__Textauszug__

Eine Redaktorin hat also bessere Chancen auf eine Umsetzung ihrer Idee, wenn diese digital ist und sich an Junge richtet?
Am Ende ist unser Ziel, ein Medienunternehmen für alle zu sein. Jede Redaktorin und jeder Journalist, egal in welchem Konzessionsgebiet, muss sich überlegen, wie wir es schaffen, nicht nur das traditionell ältere Stammpublikum zu bedienen. Das heisst aber nicht, dass wir nichts für Ältere entwickeln. Kann ein neues Format somit in Zukunft nur auf Youtube oder Instagram laufen? Aus den Inhalten, die wir produzieren, wollen wir das Maximum herausholen. Bei einer Geschichte für ein Youtube­-Format können sich die Bilder auch für das Lineare, etwa die «Tagesschau», eignen. Wir möchten vermehrt vektorenübergreifend denken und recherchierte Geschichten auch für lineare Angebote nut­zen. Ein Beispiel ist die Talkshow «Persönlich», die neu parallel gefilmt und so auch auf SRF 1 gezeigt wird. Audio muss nicht nur für Audio produziert werden, sondern kann mit Hilfe von zusätzlichem Videomaterial auch für andere Kanäle passen. So können wir unterschiedliche Zielpublika mit ein und derselben Produktion erreichen.

Private Medien befürchten Konkurrenz durch neue digitale Angebote und berufen sich darauf, dass das nicht zur Aufgabe des Service public gehört.
Wenn man möchte, dass wir unsere Rolle wahrnehmen, Meinungsbildung ermöglichen, die Vielfalt der Gesellschaft abbilden, dann muss man auch zulassen, dass wir uns verändern – ganz einfach, weil sich die Mediennutzung verändert. Wenn wir nicht im Digitalen unterwegs sind, verlieren wir nicht nur die Jungen und den Anschluss, wir werden in absehbarer Zeit keine Relevanz mehr haben. Auch bei den Älteren, denn auch deren Mediennutzung verlagert sich in die digitalen Kanäle. Uns das zu verbieten, wäre eine Vor­gabe, Menschen zunehmend nicht mehr zu erreichen, und das wäre nicht im Sinne des Service public. Wir müssen es schaffen, uns zu differenzieren und nicht das zu machen, was andere schon tun.

Wie differenziert sich SRF von den Privaten?

__Bereitgestelltes Material__
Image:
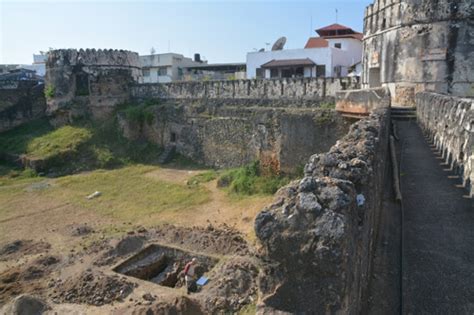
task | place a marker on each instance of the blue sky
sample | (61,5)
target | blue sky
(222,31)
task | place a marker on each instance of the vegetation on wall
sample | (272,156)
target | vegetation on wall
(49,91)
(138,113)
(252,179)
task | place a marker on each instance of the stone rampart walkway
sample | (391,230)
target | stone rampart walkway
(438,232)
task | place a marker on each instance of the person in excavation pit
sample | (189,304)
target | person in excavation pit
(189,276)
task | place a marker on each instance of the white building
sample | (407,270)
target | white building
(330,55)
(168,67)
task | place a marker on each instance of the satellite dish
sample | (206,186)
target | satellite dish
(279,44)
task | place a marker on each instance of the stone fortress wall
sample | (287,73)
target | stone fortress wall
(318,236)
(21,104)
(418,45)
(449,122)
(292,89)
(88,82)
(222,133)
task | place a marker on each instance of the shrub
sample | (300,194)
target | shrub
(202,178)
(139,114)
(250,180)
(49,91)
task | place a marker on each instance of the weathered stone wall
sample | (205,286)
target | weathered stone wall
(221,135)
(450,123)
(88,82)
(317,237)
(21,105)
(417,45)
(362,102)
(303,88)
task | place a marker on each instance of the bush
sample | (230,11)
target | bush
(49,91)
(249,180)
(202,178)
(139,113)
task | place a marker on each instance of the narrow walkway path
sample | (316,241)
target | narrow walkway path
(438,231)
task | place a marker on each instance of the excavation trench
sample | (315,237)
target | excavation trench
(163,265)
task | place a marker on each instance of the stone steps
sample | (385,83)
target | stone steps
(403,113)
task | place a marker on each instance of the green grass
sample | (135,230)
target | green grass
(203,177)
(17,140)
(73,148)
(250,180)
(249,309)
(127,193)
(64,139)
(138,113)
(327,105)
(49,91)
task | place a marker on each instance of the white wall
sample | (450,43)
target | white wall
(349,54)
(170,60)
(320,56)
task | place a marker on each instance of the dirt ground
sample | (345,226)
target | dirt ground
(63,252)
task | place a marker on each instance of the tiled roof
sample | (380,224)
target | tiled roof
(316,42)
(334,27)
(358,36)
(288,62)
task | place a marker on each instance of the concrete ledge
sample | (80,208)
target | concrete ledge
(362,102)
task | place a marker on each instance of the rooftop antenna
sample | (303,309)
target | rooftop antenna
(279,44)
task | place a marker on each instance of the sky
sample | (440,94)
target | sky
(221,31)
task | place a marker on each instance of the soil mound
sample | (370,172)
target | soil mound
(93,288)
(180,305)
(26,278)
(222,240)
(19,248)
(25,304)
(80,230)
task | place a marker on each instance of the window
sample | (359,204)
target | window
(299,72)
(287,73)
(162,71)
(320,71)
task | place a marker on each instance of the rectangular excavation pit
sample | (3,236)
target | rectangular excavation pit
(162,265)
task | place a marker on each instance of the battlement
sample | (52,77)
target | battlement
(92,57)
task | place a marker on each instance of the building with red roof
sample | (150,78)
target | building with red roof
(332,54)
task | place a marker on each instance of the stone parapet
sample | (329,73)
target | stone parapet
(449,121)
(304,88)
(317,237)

* * *

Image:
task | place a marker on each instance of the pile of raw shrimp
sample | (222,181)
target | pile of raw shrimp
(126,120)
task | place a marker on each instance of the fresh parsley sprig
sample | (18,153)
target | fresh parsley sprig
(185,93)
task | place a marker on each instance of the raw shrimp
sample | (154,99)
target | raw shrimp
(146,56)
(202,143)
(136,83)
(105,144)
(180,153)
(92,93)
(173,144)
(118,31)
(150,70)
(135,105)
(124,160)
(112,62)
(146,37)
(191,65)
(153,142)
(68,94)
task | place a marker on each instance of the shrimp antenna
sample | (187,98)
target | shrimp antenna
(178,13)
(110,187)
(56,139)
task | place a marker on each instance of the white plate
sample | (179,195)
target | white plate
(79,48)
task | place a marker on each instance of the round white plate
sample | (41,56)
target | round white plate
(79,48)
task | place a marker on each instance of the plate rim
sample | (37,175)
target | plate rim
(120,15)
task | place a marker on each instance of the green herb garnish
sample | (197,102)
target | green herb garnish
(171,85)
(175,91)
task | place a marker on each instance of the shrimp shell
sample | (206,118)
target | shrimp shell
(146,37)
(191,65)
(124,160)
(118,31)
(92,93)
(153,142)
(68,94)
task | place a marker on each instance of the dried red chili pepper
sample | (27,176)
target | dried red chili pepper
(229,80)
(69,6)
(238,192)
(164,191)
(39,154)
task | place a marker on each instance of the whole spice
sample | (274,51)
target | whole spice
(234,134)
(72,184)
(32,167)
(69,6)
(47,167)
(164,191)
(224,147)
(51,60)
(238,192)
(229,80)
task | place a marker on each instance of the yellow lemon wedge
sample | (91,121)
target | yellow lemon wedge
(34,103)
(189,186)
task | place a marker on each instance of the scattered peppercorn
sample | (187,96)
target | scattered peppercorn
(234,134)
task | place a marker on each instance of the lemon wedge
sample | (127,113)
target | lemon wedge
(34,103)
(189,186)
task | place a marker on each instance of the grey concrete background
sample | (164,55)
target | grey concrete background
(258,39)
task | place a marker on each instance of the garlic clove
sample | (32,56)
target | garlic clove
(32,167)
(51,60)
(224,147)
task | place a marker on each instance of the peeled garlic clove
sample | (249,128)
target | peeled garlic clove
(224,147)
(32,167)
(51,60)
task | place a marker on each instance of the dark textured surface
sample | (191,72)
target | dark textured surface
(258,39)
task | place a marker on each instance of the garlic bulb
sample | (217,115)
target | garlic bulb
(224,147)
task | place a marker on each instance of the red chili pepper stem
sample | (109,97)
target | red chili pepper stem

---

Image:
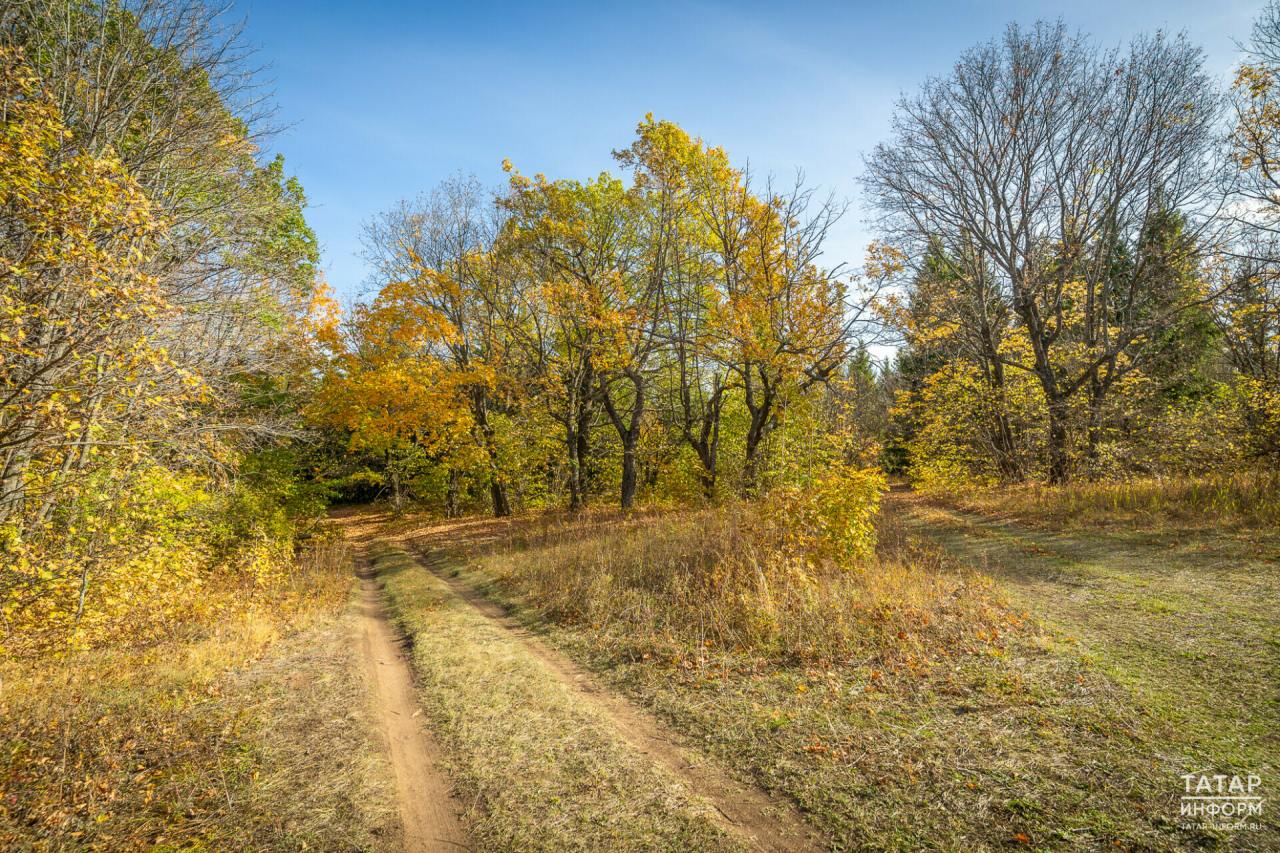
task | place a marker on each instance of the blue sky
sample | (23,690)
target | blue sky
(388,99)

__Bitte vervollständigen__
1. Gib den Teil der Auflistung als JSON-Liste von Strings aus, der mit der Zeile beginnt, die „task | place a marker on each instance of the lemon" enthält, und mit der Zeile endet, die „target | red chili pepper stem" enthält; beide Zeilen gehören dazu. Jede Zeile wird ein eigener String, Leerzeilen fallen weg.
2. Schreib den Text über SRF und den Service public im Anschluss an seinen letzten Satz weiter.

__Gelöste Aufgaben__
1.
[
  "task | place a marker on each instance of the lemon wedge",
  "sample | (127,113)",
  "target | lemon wedge",
  "(34,103)",
  "(189,186)",
  "task | place a marker on each instance of the grey concrete background",
  "sample | (164,55)",
  "target | grey concrete background",
  "(258,39)",
  "task | place a marker on each instance of the garlic clove",
  "sample | (32,56)",
  "target | garlic clove",
  "(32,167)",
  "(51,60)",
  "(224,147)",
  "task | place a marker on each instance of the peeled garlic clove",
  "sample | (249,128)",
  "target | peeled garlic clove",
  "(224,147)",
  "(32,167)",
  "(51,60)",
  "task | place a marker on each instance of the dark textured surface",
  "sample | (191,72)",
  "target | dark textured surface",
  "(258,39)",
  "task | place a marker on each instance of the garlic bulb",
  "sample | (217,115)",
  "target | garlic bulb",
  "(224,147)",
  "task | place a marker on each instance of the red chili pepper stem",
  "sample | (109,97)",
  "target | red chili pepper stem"
]

2.
Ein Beispiel ist der Investigativ-­Desk. Gerade wegen der Gebührenfinanzierung ist bei uns gewährleistet, dass wir im investigativen Bereich unabhängig sein können, weil wir nicht rein werbefinanziert sind und den Auftrag haben, sachgerecht und vielfältig zu berichten. Dadurch können wir Geschichten recherchieren, die sich die meisten Privaten nicht leisten können und die abseits des Mainstreams sind. Private Medien, die von der höchstmöglichen Anzahl Klicks leben, müssen auf massenaffinere Themen setzen. Auch ist es unser Anspruch, selbst bei kürzeren Meldungen stets Hintergrundmaterial anzubieten, um Dinge einzuordnen.

Sie arbeiten seit September 2015 bei SRF, zunächst als Projektleiterin in der TV-Forschung, dann als Leiterin Strategische Projekte und Forschung. Zuvor waren Sie Referentin des Programmdirektors beim ZDF und Redaktorin Strategische Planung/Formatentwicklung bei ZDFneo – also auch beim Service public. Was für Erfahrungen bringen Sie mit?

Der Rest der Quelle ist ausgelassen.